◆ **What you are asked to do**: Write out all the data again, exactly as shown.

◆ **Given data**:
^^^^

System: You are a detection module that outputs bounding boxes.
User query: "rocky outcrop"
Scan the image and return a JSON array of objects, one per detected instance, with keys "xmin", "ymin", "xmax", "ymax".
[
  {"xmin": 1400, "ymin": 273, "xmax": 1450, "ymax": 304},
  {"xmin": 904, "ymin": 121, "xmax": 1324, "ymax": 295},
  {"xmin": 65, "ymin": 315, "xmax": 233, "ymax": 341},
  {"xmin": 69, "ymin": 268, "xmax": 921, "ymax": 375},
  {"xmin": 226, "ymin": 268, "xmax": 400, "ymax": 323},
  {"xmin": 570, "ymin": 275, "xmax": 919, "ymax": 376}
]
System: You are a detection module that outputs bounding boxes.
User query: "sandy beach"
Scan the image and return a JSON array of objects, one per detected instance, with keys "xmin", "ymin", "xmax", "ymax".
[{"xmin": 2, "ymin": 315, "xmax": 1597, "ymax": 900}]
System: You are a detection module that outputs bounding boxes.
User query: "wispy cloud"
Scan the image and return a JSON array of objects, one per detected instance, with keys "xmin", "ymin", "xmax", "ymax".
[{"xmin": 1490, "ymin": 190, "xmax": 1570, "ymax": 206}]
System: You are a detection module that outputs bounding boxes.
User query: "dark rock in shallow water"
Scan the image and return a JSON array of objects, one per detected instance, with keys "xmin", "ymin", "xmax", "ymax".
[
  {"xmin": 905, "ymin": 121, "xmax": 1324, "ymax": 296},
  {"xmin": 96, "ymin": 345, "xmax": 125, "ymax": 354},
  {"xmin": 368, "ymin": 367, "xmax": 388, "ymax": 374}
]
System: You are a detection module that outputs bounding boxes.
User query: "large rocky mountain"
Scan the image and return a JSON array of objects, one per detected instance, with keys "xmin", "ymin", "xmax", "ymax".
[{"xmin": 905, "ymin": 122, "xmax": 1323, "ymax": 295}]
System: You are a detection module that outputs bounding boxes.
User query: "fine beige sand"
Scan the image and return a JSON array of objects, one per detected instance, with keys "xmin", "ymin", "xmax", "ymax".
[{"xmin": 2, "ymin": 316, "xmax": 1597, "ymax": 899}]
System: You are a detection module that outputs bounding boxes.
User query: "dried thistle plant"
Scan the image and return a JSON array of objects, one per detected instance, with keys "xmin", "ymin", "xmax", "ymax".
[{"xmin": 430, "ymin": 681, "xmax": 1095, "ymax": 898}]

^^^^

◆ **Reply**:
System: You are a detection module that outputs bounding boxes.
User query: "rocky outcrop"
Scan the image and return a JSON array of objects, one per detected instance, with keys "xmin", "ymin", "xmax", "ymax".
[
  {"xmin": 1400, "ymin": 273, "xmax": 1450, "ymax": 304},
  {"xmin": 904, "ymin": 121, "xmax": 1324, "ymax": 295},
  {"xmin": 65, "ymin": 315, "xmax": 233, "ymax": 341},
  {"xmin": 69, "ymin": 268, "xmax": 921, "ymax": 375},
  {"xmin": 226, "ymin": 268, "xmax": 400, "ymax": 323},
  {"xmin": 570, "ymin": 275, "xmax": 919, "ymax": 376}
]
System: You are a detection module that outputs bounding boxes.
User query: "sandy beach"
Scan the image and return a JSON array of objects, one per detected instance, with keys "xmin", "ymin", "xmax", "ymax".
[{"xmin": 2, "ymin": 315, "xmax": 1597, "ymax": 900}]
System: You are a detection module that outputs bounding boxes.
User query: "wispy cloud"
Scan the image and return a JSON array of objects, one per detected instance, with keys "xmin", "ymin", "xmax", "ymax".
[{"xmin": 1490, "ymin": 190, "xmax": 1570, "ymax": 206}]
System: You are a detection module that outputs bounding boxes.
User query: "dark rock in shallow water"
Scan the image and return a JSON array of objects, one per detected instance, with keys "xmin", "ymin", "xmax", "ymax".
[
  {"xmin": 905, "ymin": 121, "xmax": 1324, "ymax": 296},
  {"xmin": 96, "ymin": 345, "xmax": 125, "ymax": 354},
  {"xmin": 368, "ymin": 367, "xmax": 388, "ymax": 374}
]
System: You are a detection module that outputs bounding boxes.
User query: "large rocky mountain"
Scan the image and return a JSON array of objects, one per detected instance, with keys "xmin", "ymin", "xmax", "ymax".
[{"xmin": 905, "ymin": 122, "xmax": 1323, "ymax": 295}]
System: You are a detection module that outputs bounding boxes.
User query: "fine beige sand"
Scan the image and return a JSON array of objects, one per detected instance, with keys "xmin", "ymin", "xmax", "ymax".
[{"xmin": 2, "ymin": 316, "xmax": 1597, "ymax": 899}]
System: You are a detection module that outputs bounding boxes.
User query: "dried thistle plant"
Scan the image and return a JSON array of objects, one per detected instance, with keys "xmin", "ymin", "xmax", "ymax".
[{"xmin": 430, "ymin": 681, "xmax": 1095, "ymax": 898}]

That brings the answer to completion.